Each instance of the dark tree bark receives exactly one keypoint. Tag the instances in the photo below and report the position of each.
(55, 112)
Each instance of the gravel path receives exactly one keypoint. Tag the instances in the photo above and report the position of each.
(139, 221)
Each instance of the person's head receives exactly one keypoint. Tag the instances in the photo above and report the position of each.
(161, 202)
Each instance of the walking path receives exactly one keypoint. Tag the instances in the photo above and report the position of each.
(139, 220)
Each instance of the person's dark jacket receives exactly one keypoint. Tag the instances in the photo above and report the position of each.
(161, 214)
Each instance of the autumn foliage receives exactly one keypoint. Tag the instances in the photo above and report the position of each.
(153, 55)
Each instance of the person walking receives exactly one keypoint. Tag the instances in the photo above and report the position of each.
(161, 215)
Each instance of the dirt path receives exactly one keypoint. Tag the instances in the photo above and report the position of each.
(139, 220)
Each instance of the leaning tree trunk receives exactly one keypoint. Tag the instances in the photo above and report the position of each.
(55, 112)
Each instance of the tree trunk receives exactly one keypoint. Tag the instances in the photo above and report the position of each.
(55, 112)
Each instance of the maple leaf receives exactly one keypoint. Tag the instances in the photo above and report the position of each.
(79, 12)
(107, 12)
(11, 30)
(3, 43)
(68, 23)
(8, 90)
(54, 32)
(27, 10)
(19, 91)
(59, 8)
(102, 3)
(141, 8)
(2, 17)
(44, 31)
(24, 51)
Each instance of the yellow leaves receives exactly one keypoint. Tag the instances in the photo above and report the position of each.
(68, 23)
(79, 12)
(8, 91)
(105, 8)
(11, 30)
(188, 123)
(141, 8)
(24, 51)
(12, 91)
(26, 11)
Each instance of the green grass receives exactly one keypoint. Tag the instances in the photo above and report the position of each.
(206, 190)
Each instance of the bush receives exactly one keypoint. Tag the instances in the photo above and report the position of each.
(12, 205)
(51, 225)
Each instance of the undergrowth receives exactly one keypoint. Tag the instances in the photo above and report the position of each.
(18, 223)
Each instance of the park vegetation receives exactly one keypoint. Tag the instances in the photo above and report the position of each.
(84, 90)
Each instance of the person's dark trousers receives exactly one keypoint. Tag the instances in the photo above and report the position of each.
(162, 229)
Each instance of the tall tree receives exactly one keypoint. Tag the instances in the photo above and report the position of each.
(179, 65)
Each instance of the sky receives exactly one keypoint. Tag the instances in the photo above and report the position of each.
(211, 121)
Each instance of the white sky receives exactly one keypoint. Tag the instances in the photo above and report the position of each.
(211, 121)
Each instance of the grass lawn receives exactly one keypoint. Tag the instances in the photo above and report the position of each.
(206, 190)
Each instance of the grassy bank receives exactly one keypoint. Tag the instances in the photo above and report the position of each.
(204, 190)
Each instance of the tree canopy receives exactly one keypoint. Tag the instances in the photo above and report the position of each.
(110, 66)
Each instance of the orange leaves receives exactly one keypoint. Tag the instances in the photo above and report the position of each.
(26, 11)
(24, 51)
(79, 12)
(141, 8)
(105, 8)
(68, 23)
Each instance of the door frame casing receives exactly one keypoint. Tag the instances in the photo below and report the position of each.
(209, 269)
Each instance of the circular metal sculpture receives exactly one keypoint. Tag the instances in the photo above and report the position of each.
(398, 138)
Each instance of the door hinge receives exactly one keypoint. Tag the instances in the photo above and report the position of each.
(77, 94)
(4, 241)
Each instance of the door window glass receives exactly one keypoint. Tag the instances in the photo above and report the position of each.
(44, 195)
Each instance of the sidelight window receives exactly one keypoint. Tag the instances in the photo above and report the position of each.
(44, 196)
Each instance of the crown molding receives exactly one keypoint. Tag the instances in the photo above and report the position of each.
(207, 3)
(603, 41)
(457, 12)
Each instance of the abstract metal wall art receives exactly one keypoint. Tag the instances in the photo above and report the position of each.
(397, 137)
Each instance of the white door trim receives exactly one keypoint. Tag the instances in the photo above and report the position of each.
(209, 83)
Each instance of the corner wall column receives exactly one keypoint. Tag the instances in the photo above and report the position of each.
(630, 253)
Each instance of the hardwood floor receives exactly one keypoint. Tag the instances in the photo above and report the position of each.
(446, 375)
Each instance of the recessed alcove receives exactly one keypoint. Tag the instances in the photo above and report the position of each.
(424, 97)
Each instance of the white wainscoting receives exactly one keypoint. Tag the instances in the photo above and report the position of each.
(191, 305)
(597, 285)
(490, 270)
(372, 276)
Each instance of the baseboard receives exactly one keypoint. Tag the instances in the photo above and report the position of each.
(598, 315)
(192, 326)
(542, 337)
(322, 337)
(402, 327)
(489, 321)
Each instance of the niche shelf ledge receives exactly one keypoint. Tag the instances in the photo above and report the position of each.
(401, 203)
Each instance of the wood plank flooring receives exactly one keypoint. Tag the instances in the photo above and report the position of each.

#####

• [Challenge] Reproduce all of the data exactly as given.

• [Result below]
Each instance of the dark tree bark receives exactly one keypoint. Tag the instances in the photo below and report the position of each.
(55, 112)
Each instance of the gravel path receives exactly one keypoint. Tag the instances in the photo above and report the position of each.
(139, 221)
Each instance of the person's head receives exactly one keypoint. Tag the instances in the photo above and report the position of each.
(161, 202)
Each instance of the walking path receives exactly one keypoint. Tag the instances in the photo above and report the position of each.
(139, 220)
Each instance of the person's dark jacket receives exactly one keypoint. Tag the instances in the photo above and report the position of each.
(161, 214)
Each instance of the autumn foliage receives exactly one keypoint. Tag the instances in the photo above and report the position of each.
(153, 55)
Each instance of the person walking receives exactly one keypoint. Tag the instances in the photo above and report the position of each.
(161, 215)
Each instance of the dirt path receives exactly one keypoint. Tag the instances in the photo above and report the position of each.
(139, 220)
Each instance of the leaning tree trunk receives exactly one keypoint. Tag the instances in the photo above and report the position of each.
(55, 112)
Each instance of the tree trunk receives exactly one keypoint. Tag the instances in the photo above and report the position of each.
(55, 112)
Each instance of the maple leaf receives exactly one keypoint. Tag the instances in the photo above and report the position of each.
(79, 12)
(107, 12)
(11, 30)
(3, 43)
(68, 23)
(8, 90)
(54, 32)
(27, 10)
(19, 91)
(59, 8)
(102, 3)
(141, 8)
(2, 17)
(44, 31)
(24, 51)
Each instance of the yellow leaves receives exactly one keypoint. Tag the instances in the photo above and report the position of each.
(68, 23)
(79, 12)
(8, 91)
(105, 8)
(11, 30)
(188, 123)
(141, 8)
(24, 51)
(12, 91)
(26, 11)
Each instance of the green grass receives exactly one keypoint. Tag the instances in the photo above and report the position of each.
(206, 190)
Each instance of the bush receives exactly one keypoint. Tag the instances in the photo above and report the position of each.
(12, 205)
(51, 225)
Each instance of the undergrowth receives exactly one keypoint. Tag the instances in the photo above and report the position of each.
(18, 223)
Each instance of the park vegetation receives exactly one keypoint. Tag the instances in the photo above and report the position of each.
(84, 90)
Each instance of the person's dark trousers receives exactly one keypoint. Tag the instances in the photo above and report the position of each.
(162, 229)
Each instance of the tall tree receives exactly one keypoint. Tag the instances in the photo above and report the position of each.
(179, 65)
Each instance of the sky receives exactly one keypoint. Tag the instances in the photo above and report the position of each.
(211, 121)
Each instance of the white sky receives exactly one keypoint. Tag the instances in the photo above and report the position of each.
(211, 121)
Each instance of the grass lawn receives exactly one keypoint. Tag the instances in the photo above and report the position of each.
(206, 190)
Each instance of the grassy bank receives exactly one keypoint. Tag the instances in the photo above and report the position of each.
(204, 190)
Each instance of the tree canopy receives exactly one keypoint. Tag the instances in the photo above and report the position of each.
(110, 66)
Each instance of the orange leaves receives exactly one keypoint. Tag the instances in the photo above and report the position of each.
(26, 11)
(24, 51)
(79, 12)
(141, 8)
(105, 8)
(68, 23)
Each instance of the door frame casing receives exactly one keypoint. Tag the instances in the photo below and report the position of each.
(209, 269)
Each instance of the circular metal sculpture receives exactly one keypoint. Tag the instances in the photo above and report the position of each.
(398, 138)
Each instance of the door hinge receives exactly one keypoint. Tag the instances in the photo above and report the position of each.
(77, 94)
(4, 241)
Each instance of the door window glass receives exactly one keypoint. Tag the instances in the photo above and report the position of each.
(44, 195)
Each instance of the sidelight window receives exactly one keypoint. Tag the instances in the photo above and report the position of each.
(44, 196)
Each instance of the crown molding receives exactly one keypoint. Tag the instances in the photo above and report the position of each.
(207, 3)
(603, 41)
(457, 12)
Each instance of the abstract metal wall art receives exactly one keypoint. Tag the instances in the photo above and report the position of each.
(397, 137)
Each instance of the white door trim receives exactly one keypoint. Tag the instances in the photo above and report the position of each.
(209, 83)
Each instance of the corner wall column receives exactly one keypoint. Tag the instances in the photo above and report the position of each.
(630, 253)
Each instance of the hardwood floor receives exactly one keypoint. Tag the instances in the photo above and report the position of each.
(446, 375)
Each instance of the recessed alcove receives exactly one keypoint. Tag the instances in the photo above and report the position of each.
(424, 97)
Each instance of the white wainscoting receives exactly one keypoint. Tag the instances in the photo above and report the position of each.
(191, 305)
(597, 285)
(490, 270)
(372, 276)
Each instance of the baseboard receives exactly one keypoint. Tag the instances in the photo above and report the position of each.
(598, 315)
(192, 326)
(542, 337)
(322, 337)
(402, 327)
(489, 321)
Each instance of the niche shelf ledge receives exactly one keypoint. Tag the instances in the photo above and report the position of each.
(401, 203)
Each instance of the wood plank flooring receives exactly one keypoint. Tag the instances in the photo above and report the position of each.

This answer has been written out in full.